• EXERCISE REQUIREMENTS
Leave out the pictures and return every entry exactly as it appears.

(Beginning of INPUT RECORDS)

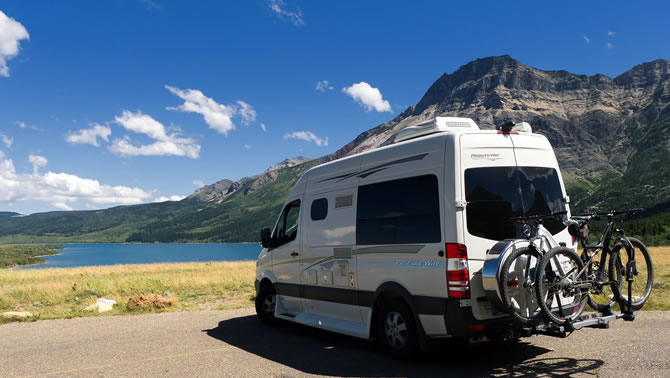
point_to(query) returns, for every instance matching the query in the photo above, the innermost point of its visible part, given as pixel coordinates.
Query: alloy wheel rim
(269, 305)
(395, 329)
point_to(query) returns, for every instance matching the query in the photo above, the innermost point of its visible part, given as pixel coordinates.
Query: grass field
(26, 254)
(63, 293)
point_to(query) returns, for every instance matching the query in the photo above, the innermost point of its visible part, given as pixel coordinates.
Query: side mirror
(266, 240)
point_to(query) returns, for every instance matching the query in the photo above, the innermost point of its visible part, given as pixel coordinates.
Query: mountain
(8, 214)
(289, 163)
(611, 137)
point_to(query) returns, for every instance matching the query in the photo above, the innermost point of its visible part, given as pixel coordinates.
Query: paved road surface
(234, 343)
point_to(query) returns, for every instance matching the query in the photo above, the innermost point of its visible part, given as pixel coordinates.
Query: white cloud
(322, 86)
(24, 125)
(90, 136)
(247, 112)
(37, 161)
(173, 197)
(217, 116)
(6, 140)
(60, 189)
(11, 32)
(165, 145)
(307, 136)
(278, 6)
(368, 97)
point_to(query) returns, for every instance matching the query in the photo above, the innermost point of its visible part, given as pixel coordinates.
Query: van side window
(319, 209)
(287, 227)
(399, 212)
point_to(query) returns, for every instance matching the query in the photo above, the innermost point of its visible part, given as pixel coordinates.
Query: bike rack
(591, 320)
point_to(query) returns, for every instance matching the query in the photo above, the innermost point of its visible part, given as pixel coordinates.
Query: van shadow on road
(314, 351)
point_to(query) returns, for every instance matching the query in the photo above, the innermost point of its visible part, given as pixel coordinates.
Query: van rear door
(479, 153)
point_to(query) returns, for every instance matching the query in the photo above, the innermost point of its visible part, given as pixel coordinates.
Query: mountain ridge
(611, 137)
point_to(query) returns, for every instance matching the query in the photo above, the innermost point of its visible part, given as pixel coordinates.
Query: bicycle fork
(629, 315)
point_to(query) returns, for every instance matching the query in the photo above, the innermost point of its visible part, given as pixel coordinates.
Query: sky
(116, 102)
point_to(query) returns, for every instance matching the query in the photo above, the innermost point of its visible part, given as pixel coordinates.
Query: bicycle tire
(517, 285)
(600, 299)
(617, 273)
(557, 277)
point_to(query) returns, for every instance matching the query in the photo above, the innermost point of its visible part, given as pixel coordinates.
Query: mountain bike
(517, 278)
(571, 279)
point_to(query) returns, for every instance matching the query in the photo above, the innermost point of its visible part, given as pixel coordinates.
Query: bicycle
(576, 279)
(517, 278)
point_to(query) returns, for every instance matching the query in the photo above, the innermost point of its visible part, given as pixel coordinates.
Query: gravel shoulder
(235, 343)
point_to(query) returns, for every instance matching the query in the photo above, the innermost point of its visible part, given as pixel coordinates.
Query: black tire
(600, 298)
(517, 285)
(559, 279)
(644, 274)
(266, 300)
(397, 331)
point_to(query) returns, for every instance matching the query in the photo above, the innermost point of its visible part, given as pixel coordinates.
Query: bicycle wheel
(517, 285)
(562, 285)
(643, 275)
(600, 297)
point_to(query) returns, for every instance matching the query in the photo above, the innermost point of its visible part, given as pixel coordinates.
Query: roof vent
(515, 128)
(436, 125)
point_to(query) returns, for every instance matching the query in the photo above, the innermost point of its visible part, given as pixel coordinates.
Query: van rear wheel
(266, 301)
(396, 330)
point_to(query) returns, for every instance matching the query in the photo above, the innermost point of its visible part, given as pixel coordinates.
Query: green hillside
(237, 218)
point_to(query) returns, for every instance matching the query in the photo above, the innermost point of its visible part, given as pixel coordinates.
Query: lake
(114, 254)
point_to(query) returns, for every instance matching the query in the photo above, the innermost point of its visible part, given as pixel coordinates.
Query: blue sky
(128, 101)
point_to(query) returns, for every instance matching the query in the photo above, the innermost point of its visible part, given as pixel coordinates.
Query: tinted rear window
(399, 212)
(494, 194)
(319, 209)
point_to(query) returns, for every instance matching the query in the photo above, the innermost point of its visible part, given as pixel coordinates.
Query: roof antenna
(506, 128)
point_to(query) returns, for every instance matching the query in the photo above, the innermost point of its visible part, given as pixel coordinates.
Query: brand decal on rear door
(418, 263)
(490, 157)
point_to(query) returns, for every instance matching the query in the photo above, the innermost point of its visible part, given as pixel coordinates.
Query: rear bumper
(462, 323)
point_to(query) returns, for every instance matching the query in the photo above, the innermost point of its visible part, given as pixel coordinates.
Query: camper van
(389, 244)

(End of INPUT RECORDS)

• REPLY
point_to(query) returns, for every instance matching the query in the photo above, the innermost point of its visible part, given as pixel coordinates.
Query: alloy wheel rim
(269, 305)
(395, 329)
point_to(query) returns, for every instance matching the query in the photo above, the innermost point of its visible part, given as pixel coordinates.
Query: grass field
(26, 254)
(63, 293)
point_to(query) returns, for every instance matching the query in the photo above, the innermost point of its visible part, given as pixel coordinates.
Query: side mirror
(266, 240)
point_to(query) returns, for every instance matching the query in the photo above, the innermost point of its visible part, given as pixel coordinates.
Query: mountain
(8, 214)
(289, 163)
(611, 137)
point_to(query) returns, for every instance matching the query in the photo above, the innermost point of its visible part, given as pixel coordinates.
Query: paved road surface
(234, 343)
point_to(query) returns, for every instance matching the query in the photo above, the innermost point of its visible part, given as pixel coordinates.
Query: white cloud
(322, 86)
(24, 125)
(90, 136)
(247, 112)
(37, 161)
(173, 197)
(217, 116)
(6, 140)
(60, 189)
(11, 32)
(165, 145)
(307, 136)
(278, 6)
(368, 97)
point_to(query) returns, for every instance matching the query in the photo above, the innermost point of its visible part, given as pixel coordinates.
Query: van side window
(319, 209)
(287, 227)
(399, 212)
point_to(query) returns, for every instance matching the query in the photo above, the innermost point of its visible part, given as pixel coordinates.
Query: bike rack
(591, 320)
point_to(query) returns, for every instance matching the query in the photo above, the innermost point of its visible part, given as pixel coordinates.
Query: van shadow on road
(314, 351)
point_to(query) returns, for every instance matching the query in the photo above, the innermost point of its visible part, given as pixel coordinates.
Query: van rear door
(479, 153)
point_to(query) returns, for every instance matching the query in the photo above, the innermost point of its visible part, given as pixel coordinates.
Query: mountain ridge
(611, 137)
point_to(query) returns, for every instance matching the query in the photo above, the innermost point of its visible part, given as pixel coordinates.
Query: bicycle fork
(629, 315)
point_to(query) returns, for every instance matching the query in the photo above, the innermost point of its visible part, given as pixel coordinates.
Query: sky
(116, 102)
point_to(query) returns, for every instance matching the query in the photo above, the innermost point of its visible part, given as pixel coordinates.
Query: bicycle tire
(517, 285)
(600, 299)
(617, 273)
(557, 277)
point_to(query) returns, for every instance matching the query in the photo above, the innermost point of its visible part, given as pixel coordinates.
Query: mountain bike
(517, 278)
(571, 279)
point_to(query) returns, for every instance matching the query in the photo above, the innermost point of its visible part, given as pixel coordinates.
Query: bicycle
(576, 279)
(517, 278)
point_to(query) returns, for every instance matching the query in the photo above, the innermost point of its visible part, given as pixel coordinates.
Query: gravel shoulder
(235, 343)
point_to(query) returns, for every instance matching the query in the photo above, the innermost point of its visible part, given as pixel coordinates.
Query: black tire
(600, 298)
(517, 285)
(559, 279)
(644, 274)
(266, 300)
(397, 331)
point_to(query) returns, for every instance matching the query in the photo above, the innermost point of its visible part, given as pixel coordinates.
Query: bicycle wheel
(517, 285)
(562, 285)
(643, 275)
(600, 297)
point_to(query) returns, for every instance matching the query in the photo above, the innermost point of its visible part, given as pixel coordinates.
Query: roof vent
(515, 128)
(436, 125)
point_to(query) returns, for every instance matching the query in the photo above, the innermost point of its visible part, given as pixel coordinates.
Query: van rear wheel
(266, 301)
(396, 330)
point_to(query) returns, for every instance matching the query in the photo above, the innermost point of its visible part, given as pixel coordinates.
Query: green hillside
(237, 218)
point_to(query) returns, for every instance matching the query in the photo above, the innermost point of its visible part, given as pixel coordinates.
Query: lake
(114, 254)
point_to(query) returns, for every instance matching the query in the photo above, the innermost point of its visible part, given as pixel coordinates.
Query: blue sky
(128, 101)
point_to(query) returns, for every instance matching the query in the photo above, the innermost point of its visible part, given as pixel coordinates.
Query: tinted rear window
(399, 212)
(494, 194)
(319, 209)
point_to(query) returns, for every instance matching the query in the photo above, the innermost point of its visible part, given as pixel coordinates.
Query: roof antenna
(506, 128)
point_to(query) returns, for every instance matching the query in the photo above, the innermost point of its visible part, given as pixel coordinates.
Query: brand decal on rear door
(418, 263)
(490, 157)
point_to(query) returns, for every instance matching the query in the photo above, the innermost point of its visible part, given as pixel coordinates.
Query: rear bumper
(462, 323)
point_to(query) returns, for every instance matching the query in the photo above, the innermost point of its visible part, given as pixel coordinates.
Query: camper van
(389, 244)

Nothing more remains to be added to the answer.